Di Edoardo Belli Contarini -
Abstract
La responsabilità solidale tributaria nell’ipotesi di affitto di azienda va esclusa, nonostante il novellato art. 14 d.lgs. n. 472/1997 riporti un più ampio catalogo di ipotesi. La novella, infatti, non supera la distinzione tra trasferimento della proprietà e trasferimento temporaneo del godimento dell’azienda.
Business concern’s rental and the relevant “transfers” under art. 14 Legislative Decree no. 472/1997. – The tax liability of the transferee in the event of business concern’s rental must be excluded, despite the larger catalog of hypotheses provided by the new text of art. 14 Legislative Decree no. 472/1997. The novel, in fact, does not overcome the distinction between transfer of ownership and temporary transfer of the going concern.
SOMMARIO: 1. La riformulazione dell’art. 14 del d.lgs. n. 472/1997 ad opera dell’art. 16 del d.lgs. n. 158/2015 e lo stato dell’arte – 2. La riconducibilità anche dell’affitto di azienda nei trasferimenti rilevanti ai fini della responsabilità solidale tributaria del cessionario – 3. La tesi di segno contrario – 4. Conclusioni.
1. Le modifiche dell’art. 16 del d.lgs. n. 158/2015, concernente la “revisione del sistema sanzionatorio”, recate all’art. 14 del d.lgs. n. 472/1997, con l’aggiunta dei nuovi commi 5-bis e 5-ter, hanno recepito taluni principi già esplicitati nella prassi. In particolare, per un verso, si è stabilito, sub comma 5-bis, di disapplicare il regime di responsabilità solidale qualora la cessione dell’azienda avvenga nell’ambito di una procedura concorsuale, di un accordo di ristrutturazione dei debiti ex art. 182-bis L.F. e negli altri procedimenti ivi contemplati, salvo che ricorra l’ipotesi di frode ai crediti tributari (su questo argomento cfr., da ultimo, PAPARELLA, Cessione di azienda nell’ambito delle procedure concorsuali e responsabilità solidale tributaria dell’acquirente: finalmente si approda ad una soluzione definitiva e ragionevole in forza della natura della norma di deroga, in Rivista di diritto tributario online del 9 marzo 2020).

Compito da svolgere
Cita dal brano sull'affitto di azienda la parte che comincia con "SOMMARIO: 1. La" e prosegue fino a "contrario – 4. Conclusioni.".

Dati registrati
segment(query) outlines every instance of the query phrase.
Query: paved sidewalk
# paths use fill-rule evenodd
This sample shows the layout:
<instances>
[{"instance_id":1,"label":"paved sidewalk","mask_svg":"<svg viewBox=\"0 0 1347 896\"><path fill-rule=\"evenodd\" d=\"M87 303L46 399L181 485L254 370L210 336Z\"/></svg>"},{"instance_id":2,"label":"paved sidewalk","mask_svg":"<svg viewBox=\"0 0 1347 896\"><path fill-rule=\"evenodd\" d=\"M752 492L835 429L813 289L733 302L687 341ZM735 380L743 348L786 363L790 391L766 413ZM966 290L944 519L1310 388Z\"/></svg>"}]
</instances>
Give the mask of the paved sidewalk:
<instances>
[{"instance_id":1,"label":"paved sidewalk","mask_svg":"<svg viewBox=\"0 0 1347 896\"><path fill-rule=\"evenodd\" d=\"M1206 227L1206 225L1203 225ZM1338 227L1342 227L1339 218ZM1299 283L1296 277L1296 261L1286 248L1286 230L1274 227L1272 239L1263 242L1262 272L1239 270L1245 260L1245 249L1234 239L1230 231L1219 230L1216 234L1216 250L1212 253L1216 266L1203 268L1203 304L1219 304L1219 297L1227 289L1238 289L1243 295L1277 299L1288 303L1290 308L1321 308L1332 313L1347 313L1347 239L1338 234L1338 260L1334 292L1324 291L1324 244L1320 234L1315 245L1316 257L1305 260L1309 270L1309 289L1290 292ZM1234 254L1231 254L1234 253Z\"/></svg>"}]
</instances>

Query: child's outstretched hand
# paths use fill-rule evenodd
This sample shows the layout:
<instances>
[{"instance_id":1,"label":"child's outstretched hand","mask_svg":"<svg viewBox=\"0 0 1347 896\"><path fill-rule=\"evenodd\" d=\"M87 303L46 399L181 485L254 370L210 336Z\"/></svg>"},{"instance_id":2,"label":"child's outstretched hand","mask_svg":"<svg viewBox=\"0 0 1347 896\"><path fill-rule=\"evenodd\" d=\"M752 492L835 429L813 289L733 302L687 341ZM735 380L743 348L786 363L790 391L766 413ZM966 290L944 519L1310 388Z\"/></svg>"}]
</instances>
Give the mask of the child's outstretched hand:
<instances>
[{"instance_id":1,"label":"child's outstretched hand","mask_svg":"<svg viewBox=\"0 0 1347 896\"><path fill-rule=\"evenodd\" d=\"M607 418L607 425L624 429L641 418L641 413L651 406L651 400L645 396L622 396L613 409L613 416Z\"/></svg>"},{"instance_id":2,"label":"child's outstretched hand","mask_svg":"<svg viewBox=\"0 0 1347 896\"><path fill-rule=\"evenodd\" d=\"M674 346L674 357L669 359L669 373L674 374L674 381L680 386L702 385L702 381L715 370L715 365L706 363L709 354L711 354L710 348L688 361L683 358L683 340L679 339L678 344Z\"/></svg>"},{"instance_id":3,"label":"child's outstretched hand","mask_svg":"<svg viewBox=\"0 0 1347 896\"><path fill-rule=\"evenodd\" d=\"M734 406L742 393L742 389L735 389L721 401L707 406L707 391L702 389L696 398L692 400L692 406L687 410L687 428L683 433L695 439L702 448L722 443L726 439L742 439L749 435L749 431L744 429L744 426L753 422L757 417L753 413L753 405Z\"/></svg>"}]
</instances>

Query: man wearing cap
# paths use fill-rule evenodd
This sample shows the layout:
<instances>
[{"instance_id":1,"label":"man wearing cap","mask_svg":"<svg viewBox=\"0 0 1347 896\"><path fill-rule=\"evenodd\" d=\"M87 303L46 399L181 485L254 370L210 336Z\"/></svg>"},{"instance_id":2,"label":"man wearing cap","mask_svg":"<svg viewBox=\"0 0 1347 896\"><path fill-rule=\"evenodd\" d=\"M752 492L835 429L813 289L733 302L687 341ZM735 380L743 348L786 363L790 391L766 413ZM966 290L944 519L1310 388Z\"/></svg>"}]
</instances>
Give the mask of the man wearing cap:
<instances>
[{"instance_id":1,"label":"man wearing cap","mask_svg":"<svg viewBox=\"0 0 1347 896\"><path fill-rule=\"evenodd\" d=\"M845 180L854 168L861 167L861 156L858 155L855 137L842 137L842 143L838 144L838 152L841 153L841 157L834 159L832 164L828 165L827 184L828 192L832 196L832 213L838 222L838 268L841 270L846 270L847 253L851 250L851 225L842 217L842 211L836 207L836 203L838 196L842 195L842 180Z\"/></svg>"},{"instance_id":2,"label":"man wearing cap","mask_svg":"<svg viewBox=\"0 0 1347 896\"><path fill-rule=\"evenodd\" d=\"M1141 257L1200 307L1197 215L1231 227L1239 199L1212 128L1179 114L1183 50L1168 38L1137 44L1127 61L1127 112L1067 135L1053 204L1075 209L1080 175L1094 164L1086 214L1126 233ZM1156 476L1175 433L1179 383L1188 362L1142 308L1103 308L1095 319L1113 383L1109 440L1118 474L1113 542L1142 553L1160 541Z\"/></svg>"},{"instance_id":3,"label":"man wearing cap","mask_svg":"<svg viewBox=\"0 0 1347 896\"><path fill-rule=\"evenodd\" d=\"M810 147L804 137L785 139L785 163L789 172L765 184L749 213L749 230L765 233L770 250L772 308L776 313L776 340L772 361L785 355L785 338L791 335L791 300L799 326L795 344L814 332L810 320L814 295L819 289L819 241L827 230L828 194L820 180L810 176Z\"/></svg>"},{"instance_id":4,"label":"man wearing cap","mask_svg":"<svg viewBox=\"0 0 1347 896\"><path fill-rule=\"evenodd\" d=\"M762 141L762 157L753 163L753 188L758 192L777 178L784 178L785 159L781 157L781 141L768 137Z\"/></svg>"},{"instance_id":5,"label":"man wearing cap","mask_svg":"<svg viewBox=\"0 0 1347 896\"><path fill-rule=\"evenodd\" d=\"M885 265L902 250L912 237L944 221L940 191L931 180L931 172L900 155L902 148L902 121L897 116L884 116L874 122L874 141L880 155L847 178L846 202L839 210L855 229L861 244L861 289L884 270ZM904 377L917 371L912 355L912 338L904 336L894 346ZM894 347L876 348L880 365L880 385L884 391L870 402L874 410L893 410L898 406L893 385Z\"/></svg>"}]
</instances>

Soluzione dell'esercizio
SOMMARIO: 1. La riformulazione dell’art. 14 del d.lgs. n. 472/1997 ad opera dell’art. 16 del d.lgs. n. 158/2015 e lo stato dell’arte – 2. La riconducibilità anche dell’affitto di azienda nei trasferimenti rilevanti ai fini della responsabilità solidale tributaria del cessionario – 3. La tesi di segno contrario – 4. Conclusioni.